All of the records below must be output exactly, with no pictures carried over.

Given entries >>
-- BEGIN --

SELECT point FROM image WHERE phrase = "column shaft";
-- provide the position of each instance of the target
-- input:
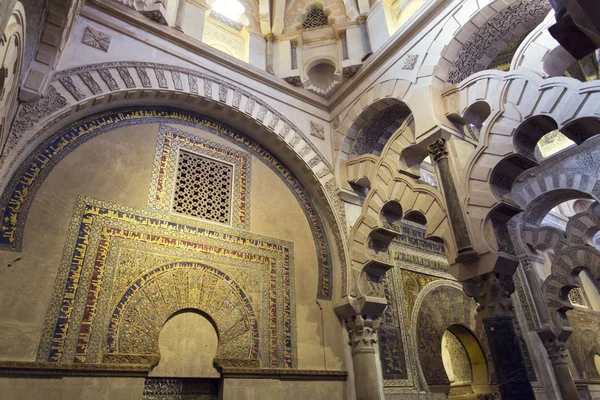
(509, 363)
(459, 226)
(363, 334)
(364, 34)
(269, 38)
(180, 14)
(492, 291)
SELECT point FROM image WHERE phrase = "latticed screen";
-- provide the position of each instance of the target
(315, 18)
(203, 188)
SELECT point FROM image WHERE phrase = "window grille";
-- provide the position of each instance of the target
(315, 18)
(203, 188)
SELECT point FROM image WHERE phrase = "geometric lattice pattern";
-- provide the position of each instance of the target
(315, 18)
(203, 188)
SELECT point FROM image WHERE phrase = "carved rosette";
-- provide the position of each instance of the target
(492, 292)
(438, 150)
(363, 333)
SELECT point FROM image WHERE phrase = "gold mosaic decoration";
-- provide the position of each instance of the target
(124, 271)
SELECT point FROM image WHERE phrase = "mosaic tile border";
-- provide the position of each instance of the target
(164, 171)
(74, 311)
(19, 193)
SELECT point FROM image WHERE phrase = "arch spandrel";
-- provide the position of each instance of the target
(563, 99)
(86, 90)
(441, 305)
(148, 303)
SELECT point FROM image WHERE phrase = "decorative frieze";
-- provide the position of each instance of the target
(96, 39)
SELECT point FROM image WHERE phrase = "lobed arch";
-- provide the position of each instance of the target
(468, 34)
(399, 154)
(379, 97)
(377, 226)
(589, 344)
(441, 306)
(144, 310)
(391, 181)
(81, 92)
(566, 266)
(514, 97)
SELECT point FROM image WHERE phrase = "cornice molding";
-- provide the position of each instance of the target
(392, 48)
(185, 42)
(60, 369)
(388, 54)
(283, 374)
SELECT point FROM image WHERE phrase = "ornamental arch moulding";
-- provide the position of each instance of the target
(378, 98)
(514, 98)
(474, 33)
(442, 306)
(84, 91)
(12, 48)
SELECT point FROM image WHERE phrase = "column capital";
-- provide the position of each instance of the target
(438, 149)
(363, 333)
(492, 292)
(557, 351)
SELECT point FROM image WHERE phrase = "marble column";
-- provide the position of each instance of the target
(464, 248)
(492, 291)
(557, 354)
(180, 14)
(364, 34)
(344, 41)
(555, 347)
(270, 38)
(363, 335)
(294, 45)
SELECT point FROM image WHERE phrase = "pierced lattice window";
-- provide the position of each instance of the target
(203, 188)
(576, 297)
(315, 18)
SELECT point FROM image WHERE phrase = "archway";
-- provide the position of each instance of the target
(188, 343)
(442, 310)
(464, 362)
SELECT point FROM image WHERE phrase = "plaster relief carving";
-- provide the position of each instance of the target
(30, 113)
(96, 39)
(410, 60)
(317, 130)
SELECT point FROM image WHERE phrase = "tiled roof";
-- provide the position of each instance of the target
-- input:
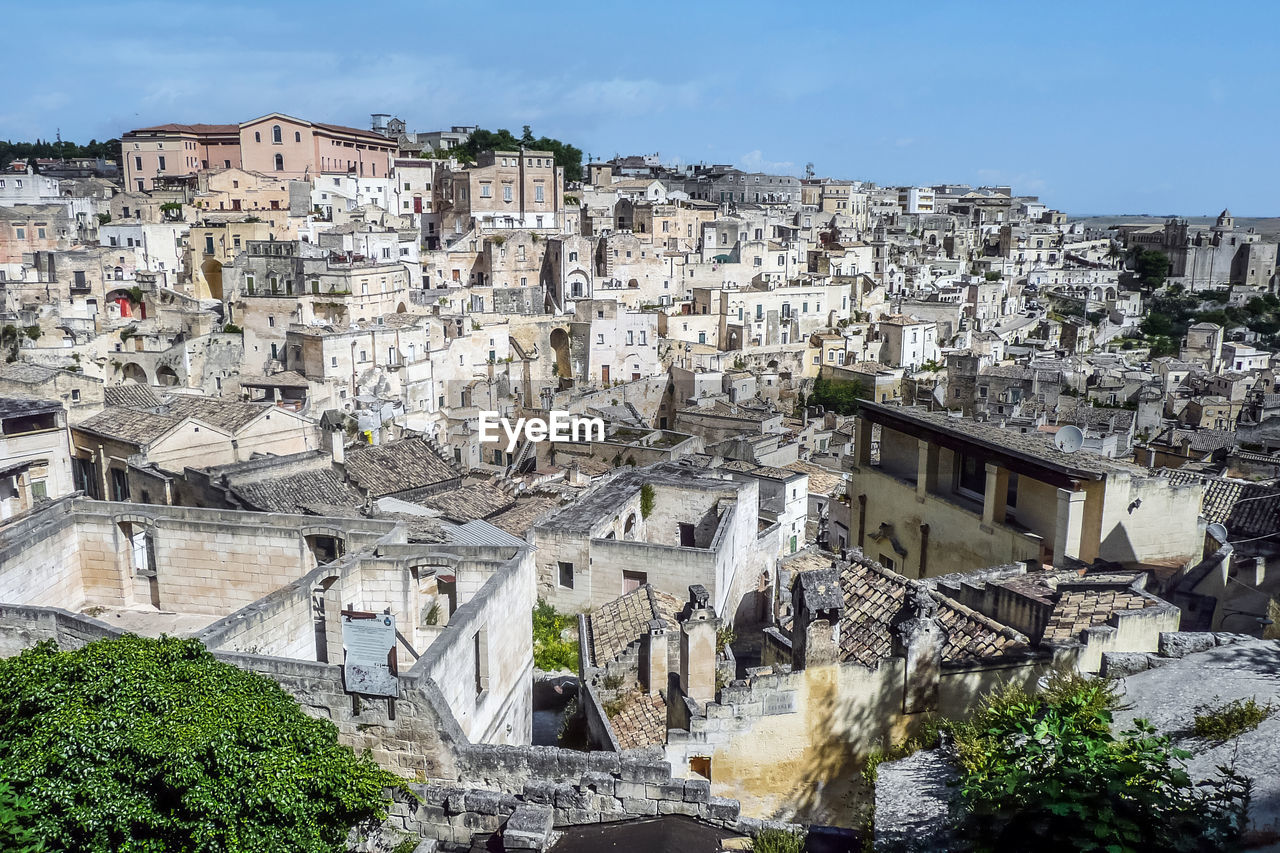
(526, 510)
(297, 491)
(470, 501)
(874, 597)
(129, 425)
(225, 414)
(1080, 609)
(641, 721)
(622, 621)
(133, 396)
(1244, 509)
(767, 471)
(397, 466)
(821, 479)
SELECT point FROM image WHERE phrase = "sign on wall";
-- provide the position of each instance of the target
(369, 641)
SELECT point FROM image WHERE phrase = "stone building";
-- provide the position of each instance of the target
(949, 495)
(700, 528)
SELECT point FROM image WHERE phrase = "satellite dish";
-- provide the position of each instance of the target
(1069, 439)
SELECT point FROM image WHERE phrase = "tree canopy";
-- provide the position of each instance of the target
(10, 150)
(1151, 267)
(840, 396)
(1046, 772)
(144, 746)
(481, 140)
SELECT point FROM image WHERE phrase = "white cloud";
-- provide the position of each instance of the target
(755, 162)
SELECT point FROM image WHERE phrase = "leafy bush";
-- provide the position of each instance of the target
(777, 842)
(647, 497)
(16, 820)
(836, 395)
(1045, 772)
(140, 744)
(552, 652)
(1230, 720)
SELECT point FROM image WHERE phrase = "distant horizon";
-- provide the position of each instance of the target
(1079, 105)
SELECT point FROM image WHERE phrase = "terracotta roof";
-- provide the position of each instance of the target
(641, 721)
(620, 623)
(873, 600)
(397, 466)
(1080, 609)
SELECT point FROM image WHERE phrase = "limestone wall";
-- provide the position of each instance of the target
(40, 561)
(790, 746)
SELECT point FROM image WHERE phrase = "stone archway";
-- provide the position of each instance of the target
(135, 373)
(167, 375)
(560, 346)
(209, 283)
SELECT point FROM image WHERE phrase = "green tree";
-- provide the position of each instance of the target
(1045, 772)
(140, 746)
(551, 651)
(840, 396)
(1151, 267)
(481, 140)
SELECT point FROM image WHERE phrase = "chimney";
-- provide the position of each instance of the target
(653, 657)
(698, 647)
(817, 602)
(337, 446)
(918, 637)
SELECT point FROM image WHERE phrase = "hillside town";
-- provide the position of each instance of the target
(865, 455)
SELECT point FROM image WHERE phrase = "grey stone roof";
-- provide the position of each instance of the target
(470, 501)
(295, 492)
(397, 466)
(604, 498)
(133, 396)
(131, 425)
(873, 600)
(1038, 446)
(1244, 509)
(17, 406)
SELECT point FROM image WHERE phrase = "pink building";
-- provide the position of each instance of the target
(274, 144)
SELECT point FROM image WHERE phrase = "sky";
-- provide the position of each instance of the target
(1097, 108)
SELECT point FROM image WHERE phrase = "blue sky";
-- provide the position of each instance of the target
(1095, 106)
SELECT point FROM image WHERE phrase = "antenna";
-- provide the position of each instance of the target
(1069, 438)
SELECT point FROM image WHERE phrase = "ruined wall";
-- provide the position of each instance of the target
(790, 746)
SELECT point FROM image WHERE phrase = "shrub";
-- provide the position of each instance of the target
(1046, 772)
(551, 651)
(777, 842)
(152, 744)
(1230, 720)
(647, 497)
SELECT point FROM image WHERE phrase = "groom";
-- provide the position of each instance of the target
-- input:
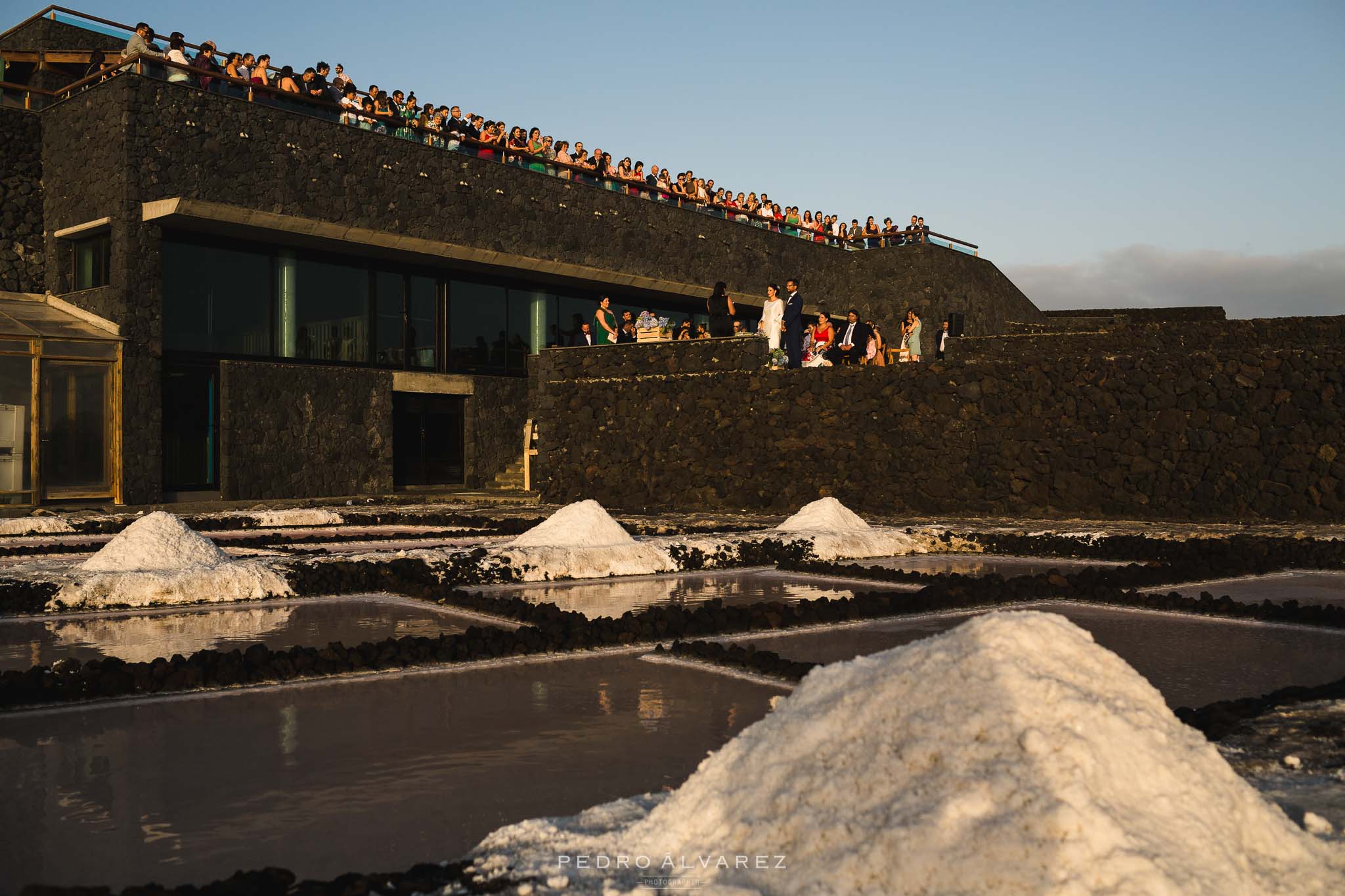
(794, 324)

-- END --

Full answer >>
SELECT point FROM image WHERE phrase = "column shaft";
-- provide the position of each instance of the target
-- input:
(509, 363)
(459, 226)
(363, 334)
(364, 34)
(269, 38)
(180, 14)
(492, 291)
SELECT point FROM image WHERE phrase = "latticed screen";
-- provide the position of each instance of the target
(315, 18)
(203, 188)
SELECT point FROM image WHERE phrase = "window grille";
-- provide the position of each instance of the target
(315, 18)
(203, 188)
SELECT point FROM image WHERE phrase = "geometric lattice pattern";
-- provide the position of each instance of the target
(315, 18)
(203, 188)
SELECT point FROM image WHERE phrase = "carved rosette";
-- provide the position of each instance of the target
(492, 292)
(438, 150)
(363, 333)
SELECT point FROM image WHERE phrase = "gold mosaic decoration";
-- provide the position of each instance of the target
(124, 271)
SELECT point FROM image WHERE phrase = "mosaic tile border";
-- provide the position of each instance of the target
(164, 171)
(74, 311)
(19, 193)
SELECT point FROM image WHERE phrase = "arch spandrel";
-- provide the position of each instance of the target
(563, 99)
(86, 90)
(441, 305)
(148, 303)
SELECT point FROM image WHERE phrase = "decorative frieze";
-- provide the position of each instance of the target
(96, 39)
SELECT point FROM image WHERE phrase = "lobed arch";
-- provide the position of each instance of the target
(468, 34)
(399, 154)
(379, 97)
(377, 226)
(589, 344)
(441, 306)
(144, 310)
(391, 181)
(81, 92)
(566, 266)
(514, 97)
SELECT point FROM image WHERE phrase = "cornice molding";
-- provide the position of each instance of the target
(392, 48)
(185, 42)
(60, 369)
(388, 54)
(283, 374)
SELECT point FROM image WHERE phrase = "ornamental arch moulding";
-- provide the position of each instance of the target
(378, 98)
(514, 98)
(474, 33)
(442, 306)
(84, 91)
(12, 48)
SELECT point FROM image WHERE phrase = "column capital";
-- provide the position of each instance of the target
(438, 149)
(363, 333)
(492, 292)
(557, 351)
SELECT point FROM image WHERE phrase = "marble column";
-- provide the position of each instance of the target
(464, 248)
(492, 291)
(557, 354)
(180, 14)
(364, 34)
(344, 41)
(555, 347)
(270, 38)
(363, 335)
(294, 45)
SELECT point FROM image WHERE phrase = "pierced lattice window";
-- provide the position of each instance of the target
(203, 188)
(576, 297)
(315, 18)
SELECT point FROM image WHERE phrase = "archway";
-- provide the position of each instance of the target
(188, 343)
(442, 310)
(464, 362)
SELECT point FROM image WHERE phrase = "plaster relief carving";
-- provide the position of each instance of the target
(30, 113)
(96, 39)
(410, 60)
(317, 130)
SELECT point FROM image WHERE phrase = "tiled roof";
-- provide the position of each instance of the target
-- input:
(526, 510)
(297, 491)
(470, 501)
(874, 597)
(129, 425)
(225, 414)
(1080, 609)
(641, 721)
(622, 621)
(133, 396)
(1244, 509)
(767, 471)
(397, 466)
(821, 479)
SELECT point FROM image WHERE phrase = "sign on wall";
-- provide the position of each instance of the target
(369, 641)
SELECT point FROM image WHERE phrase = "stone building";
-- provide the position of each instance of the target
(949, 495)
(700, 528)
SELECT point FROM image WHERE phrase = "satellite dish";
-- provide the position of each instance of the target
(1069, 439)
SELECT point FROM image WHERE phrase = "tree canopy";
-- provide the position of each instance of the target
(10, 150)
(1151, 267)
(840, 396)
(1046, 772)
(144, 746)
(481, 140)
SELECT point FROM image WHERE phrase = "white cloud";
-- provide the position of each instance of the target
(755, 162)
SELECT point FROM image WHERE phrase = "leafy bush";
-- provide the position of each instance of the target
(777, 842)
(647, 497)
(16, 820)
(836, 395)
(1045, 772)
(140, 744)
(552, 652)
(1230, 720)
SELECT point FROM image WHERE phrase = "distant horizon";
-- provide the position of each instance of the target
(1079, 105)
SELECT point FROM image WHERE phrase = "terracotta roof";
-- provide the position of each instance of the target
(641, 721)
(620, 623)
(873, 600)
(397, 466)
(1080, 609)
SELECT point FROM image WHERE phrase = "limestone wall";
-- provide the position of each instance of the target
(40, 561)
(790, 746)
SELECT point FROM image WHERE phrase = "stone archway";
-- provide the position of each instance of the target
(135, 373)
(167, 375)
(560, 346)
(209, 283)
SELECT point FROM image WHERE phrase = "green tree";
-- provide the position of each instance of the target
(1045, 772)
(140, 746)
(551, 651)
(840, 396)
(1151, 267)
(481, 140)
SELECT point FROM image WHERE phrase = "chimney";
-- provide the position of each instance of the target
(653, 657)
(698, 647)
(817, 602)
(337, 446)
(918, 637)
SELECT point FROM image WHERE phrase = "hillside town";
-- provide the position of each instance of the target
(865, 455)
SELECT point FROM image WHERE phrase = "grey stone roof";
-- provide the position of each instance of the target
(470, 501)
(295, 492)
(397, 466)
(604, 498)
(133, 396)
(131, 425)
(873, 600)
(1038, 446)
(1244, 509)
(17, 406)
SELECT point FROM image WHERE phrase = "pink building";
-- provide the position of each instance of the target
(274, 144)
SELECT point FROM image WHERE phrase = "sky";
-- provide the position of each instance of the target
(1097, 108)
SELECT point FROM image WHERE phrase = "blue sky";
-- provide the position of each instance of the target
(1095, 106)
SELECT point FROM image WHERE phrase = "antenna";
-- provide the position of each instance of the target
(1069, 438)
SELECT point FROM image WHERE phrase = "ruined wall";
-- provide the position of each instance of the target
(790, 746)
SELECT point FROM image WHERE phrase = "shrub";
-- provide the position of each instance of the target
(1046, 772)
(551, 651)
(777, 842)
(152, 744)
(1230, 720)
(647, 497)
SELECT point FROM image WHERE phrase = "groom";
-- provide the position of each instance of the target
-- input:
(794, 324)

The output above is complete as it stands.